=== Data ===

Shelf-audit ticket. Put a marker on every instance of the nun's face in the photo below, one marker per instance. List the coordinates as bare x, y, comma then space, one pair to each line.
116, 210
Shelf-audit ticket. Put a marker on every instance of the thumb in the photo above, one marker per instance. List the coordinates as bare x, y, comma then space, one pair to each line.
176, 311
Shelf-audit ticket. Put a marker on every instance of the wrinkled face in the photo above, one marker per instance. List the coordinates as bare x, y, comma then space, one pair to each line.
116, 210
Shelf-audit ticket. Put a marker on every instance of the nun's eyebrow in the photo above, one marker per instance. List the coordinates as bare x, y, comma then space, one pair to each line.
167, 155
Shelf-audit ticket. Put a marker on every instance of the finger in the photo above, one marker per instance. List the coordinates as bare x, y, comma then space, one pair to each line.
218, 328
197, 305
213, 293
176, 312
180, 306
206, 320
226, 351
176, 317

===

## Aim of the exercise
Can you write out all of the data above again, with the requests left unchanged? Multiply every answer coordinate by 0.45 and round each result to a whole number, with halves rounding up.

## Task output
Shelf-audit ticket. Put a marker on every instance of the nun's face in the photo below, one marker per instance. List the coordinates as bare x, y, comma then space, one pair to each line.
52, 95
Shelf-audit ticket. Put a marker on every instance of the thumb in the photo above, one marker per instance. List the coordinates as bare x, y, comma then space, one pair to each line.
79, 140
Shelf-audit ticket. Put a marker on every instance of the wrinkled face in the photo above, one marker per instance. List the coordinates as bare x, y, comma then space, one pair to each line.
52, 95
Shelf-audit ticket. Put a marker on every instance of the nun's eyebrow in the photo above, one marker per instance. List the coordinates as bare x, y, comma then space, one pair to each line.
75, 70
Shelf-audit ticket. Put a marker on every instance of the finger in the photo above, one marker per instance. List the coordinates as bare x, y, comma then space, one pair to each line.
98, 148
89, 137
96, 132
79, 140
81, 138
93, 144
102, 158
79, 143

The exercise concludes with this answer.